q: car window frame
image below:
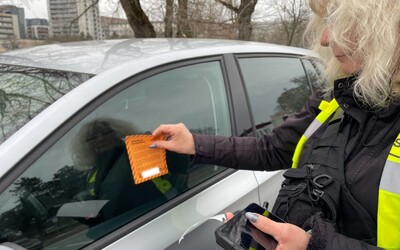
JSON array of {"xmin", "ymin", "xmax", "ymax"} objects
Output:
[{"xmin": 235, "ymin": 53, "xmax": 319, "ymax": 136}]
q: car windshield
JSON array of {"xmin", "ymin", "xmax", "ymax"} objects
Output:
[{"xmin": 0, "ymin": 64, "xmax": 93, "ymax": 144}]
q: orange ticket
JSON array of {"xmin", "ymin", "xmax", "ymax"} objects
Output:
[{"xmin": 125, "ymin": 135, "xmax": 168, "ymax": 184}]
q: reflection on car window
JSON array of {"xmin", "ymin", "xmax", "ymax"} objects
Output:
[
  {"xmin": 239, "ymin": 57, "xmax": 311, "ymax": 136},
  {"xmin": 302, "ymin": 59, "xmax": 323, "ymax": 88},
  {"xmin": 0, "ymin": 62, "xmax": 231, "ymax": 249},
  {"xmin": 0, "ymin": 64, "xmax": 92, "ymax": 143}
]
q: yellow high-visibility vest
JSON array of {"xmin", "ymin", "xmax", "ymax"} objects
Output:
[{"xmin": 292, "ymin": 99, "xmax": 400, "ymax": 249}]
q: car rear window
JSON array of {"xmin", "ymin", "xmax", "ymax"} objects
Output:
[{"xmin": 0, "ymin": 64, "xmax": 93, "ymax": 144}]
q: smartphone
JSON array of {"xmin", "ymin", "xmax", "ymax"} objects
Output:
[{"xmin": 215, "ymin": 203, "xmax": 285, "ymax": 250}]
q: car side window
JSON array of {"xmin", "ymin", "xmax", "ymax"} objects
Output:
[
  {"xmin": 0, "ymin": 61, "xmax": 231, "ymax": 249},
  {"xmin": 238, "ymin": 57, "xmax": 311, "ymax": 136}
]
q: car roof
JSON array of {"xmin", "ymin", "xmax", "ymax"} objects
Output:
[{"xmin": 0, "ymin": 38, "xmax": 310, "ymax": 74}]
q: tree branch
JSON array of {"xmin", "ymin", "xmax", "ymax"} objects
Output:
[
  {"xmin": 215, "ymin": 0, "xmax": 239, "ymax": 13},
  {"xmin": 69, "ymin": 0, "xmax": 100, "ymax": 28}
]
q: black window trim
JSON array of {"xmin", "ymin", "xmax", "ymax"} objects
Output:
[{"xmin": 231, "ymin": 52, "xmax": 312, "ymax": 136}]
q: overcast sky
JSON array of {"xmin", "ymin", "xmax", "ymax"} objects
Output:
[
  {"xmin": 0, "ymin": 0, "xmax": 269, "ymax": 20},
  {"xmin": 0, "ymin": 0, "xmax": 122, "ymax": 19}
]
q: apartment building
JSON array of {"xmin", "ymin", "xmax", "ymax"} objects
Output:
[
  {"xmin": 47, "ymin": 0, "xmax": 102, "ymax": 40},
  {"xmin": 0, "ymin": 5, "xmax": 26, "ymax": 39},
  {"xmin": 26, "ymin": 18, "xmax": 49, "ymax": 40},
  {"xmin": 0, "ymin": 13, "xmax": 20, "ymax": 40},
  {"xmin": 100, "ymin": 16, "xmax": 134, "ymax": 39}
]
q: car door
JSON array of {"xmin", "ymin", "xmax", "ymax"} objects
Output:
[
  {"xmin": 237, "ymin": 54, "xmax": 319, "ymax": 207},
  {"xmin": 0, "ymin": 57, "xmax": 258, "ymax": 249}
]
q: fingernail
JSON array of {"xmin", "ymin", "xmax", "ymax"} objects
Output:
[
  {"xmin": 241, "ymin": 226, "xmax": 251, "ymax": 235},
  {"xmin": 245, "ymin": 212, "xmax": 258, "ymax": 223}
]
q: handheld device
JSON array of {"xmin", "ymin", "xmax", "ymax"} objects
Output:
[{"xmin": 215, "ymin": 203, "xmax": 285, "ymax": 250}]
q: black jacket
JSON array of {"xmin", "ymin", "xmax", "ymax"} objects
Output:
[{"xmin": 194, "ymin": 77, "xmax": 400, "ymax": 249}]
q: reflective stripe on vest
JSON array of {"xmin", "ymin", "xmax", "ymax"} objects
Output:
[
  {"xmin": 292, "ymin": 99, "xmax": 339, "ymax": 168},
  {"xmin": 378, "ymin": 134, "xmax": 400, "ymax": 249},
  {"xmin": 292, "ymin": 99, "xmax": 400, "ymax": 249}
]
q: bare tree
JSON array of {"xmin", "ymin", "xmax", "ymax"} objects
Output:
[
  {"xmin": 272, "ymin": 0, "xmax": 310, "ymax": 45},
  {"xmin": 120, "ymin": 0, "xmax": 156, "ymax": 38},
  {"xmin": 215, "ymin": 0, "xmax": 258, "ymax": 40},
  {"xmin": 176, "ymin": 0, "xmax": 193, "ymax": 38},
  {"xmin": 164, "ymin": 0, "xmax": 174, "ymax": 37}
]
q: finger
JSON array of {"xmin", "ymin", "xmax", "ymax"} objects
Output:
[
  {"xmin": 152, "ymin": 124, "xmax": 173, "ymax": 136},
  {"xmin": 225, "ymin": 212, "xmax": 235, "ymax": 220},
  {"xmin": 245, "ymin": 212, "xmax": 282, "ymax": 238},
  {"xmin": 149, "ymin": 141, "xmax": 171, "ymax": 149}
]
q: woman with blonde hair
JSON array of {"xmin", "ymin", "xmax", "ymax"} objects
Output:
[{"xmin": 153, "ymin": 0, "xmax": 400, "ymax": 249}]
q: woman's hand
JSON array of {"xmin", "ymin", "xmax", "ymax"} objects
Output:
[
  {"xmin": 246, "ymin": 212, "xmax": 310, "ymax": 250},
  {"xmin": 151, "ymin": 123, "xmax": 196, "ymax": 155}
]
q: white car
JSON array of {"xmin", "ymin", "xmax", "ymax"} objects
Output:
[{"xmin": 0, "ymin": 39, "xmax": 319, "ymax": 250}]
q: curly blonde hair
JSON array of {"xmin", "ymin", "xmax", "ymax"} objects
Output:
[{"xmin": 305, "ymin": 0, "xmax": 400, "ymax": 110}]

### Task
Copy the lines from the one holding "q: curly blonde hair" through the end of the listing, both included, swapping "curly" for "wavy" and keeping everything else the same.

### Finished exercise
q: wavy blonde hair
JSON array of {"xmin", "ymin", "xmax", "ymax"} objects
Output:
[{"xmin": 305, "ymin": 0, "xmax": 400, "ymax": 110}]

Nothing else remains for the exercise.